CONSIGNE 1 →
Recopiez mot pour mot l'extrait sur le projet nucléaire turc, de « Ces Turcs, riverains, militants, scientifiques » jusqu'à « Russes de Rosatom. » inclus.

EXTRAIT →
----

Ces Turcs, riverains, militants, scientifiques et politiques locaux protestent, jour pour jour 28 ans après Tchernobyl, contre le projet de construction d’une centrale nucléaire sur le rivage de Sinop.
Le nucléaire ne fait pas à ce jour partie des ressources énergétiques de la Turquie. Le projet de Sinop fait écho à celui d’Akkuyu, à Mersin, sur la côte méditerranéenne, non loin d’Antalya. Là-bas, les dameuses et bulldozers sont dans les starting-blocks en attendant que le ministère de l’Environnement donne son feu vert à leurs prestataires, les Russes de Rosatom.

Des chiffres gonflés
Sur le papier, si Ankara tient tant à développer le nucléaire, c’est d’une part pour réduire la dépendance énergétique de la Turquie (elle en importe 73 % de son énergie, selon le Plan stratégique du ministère de l’Énergie et des Ressources naturelles 2010-2014 (p. 13), et d’autre part pour faire face à une supposée demande accrue en électricité. Officiellement, le nucléaire ferait économiser sept milliards de dollars sur le budget énergie en dix ans.
Mais ces projections semblent avoir été quelque peu gonflées : la hausse de la demande prévue par le ministère de l’Énergie et des Ressources naturelles a été estimée par TEIAŞ, l’équivalent de l’ErDF turque, à 262 milliards de kWh pour 2011 quand, en réalité, cette demande était de 230 milliards de kWh.
Il faut dire que de 2002 à 2010, les temps étaient fastes et les prédictions s’appuyaient sur une croissance effrénée, avec notamment un millésime 2010 à deux chiffres.

----

CONSIGNE 2 →
Réécrivez les enregistrements depuis leur début jusqu'à la ligne contenant « pixel 299 13 » incluse, en remplaçant « Target » par « Label » sans rien modifier d'autre. Ne donnez que ces lignes.

DONNÉES À TRAITER →

----

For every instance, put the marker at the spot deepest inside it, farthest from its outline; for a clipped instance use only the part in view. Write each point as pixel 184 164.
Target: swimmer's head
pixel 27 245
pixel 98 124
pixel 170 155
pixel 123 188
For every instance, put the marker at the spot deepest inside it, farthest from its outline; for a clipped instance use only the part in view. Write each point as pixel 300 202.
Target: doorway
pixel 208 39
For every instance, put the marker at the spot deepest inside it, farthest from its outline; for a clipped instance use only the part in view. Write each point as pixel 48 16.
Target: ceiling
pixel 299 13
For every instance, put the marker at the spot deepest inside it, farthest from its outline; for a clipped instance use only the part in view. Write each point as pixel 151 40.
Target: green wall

----

RÉPONSE COMPLÈTE 1 →
Ces Turcs, riverains, militants, scientifiques et politiques locaux protestent, jour pour jour 28 ans après Tchernobyl, contre le projet de construction d’une centrale nucléaire sur le rivage de Sinop.
Le nucléaire ne fait pas à ce jour partie des ressources énergétiques de la Turquie. Le projet de Sinop fait écho à celui d’Akkuyu, à Mersin, sur la côte méditerranéenne, non loin d’Antalya. Là-bas, les dameuses et bulldozers sont dans les starting-blocks en attendant que le ministère de l’Environnement donne son feu vert à leurs prestataires, les Russes de Rosatom.

RÉPONSE COMPLÈTE 2 →
For every instance, put the marker at the spot deepest inside it, farthest from its outline; for a clipped instance use only the part in view. Write each point as pixel 184 164.
Label: swimmer's head
pixel 27 245
pixel 98 124
pixel 170 155
pixel 123 188
For every instance, put the marker at the spot deepest inside it, farthest from its outline; for a clipped instance use only the part in view. Write each point as pixel 300 202.
Label: doorway
pixel 208 39
For every instance, put the marker at the spot deepest inside it, farthest from its outline; for a clipped instance use only the part in view. Write each point as pixel 48 16.
Label: ceiling
pixel 299 13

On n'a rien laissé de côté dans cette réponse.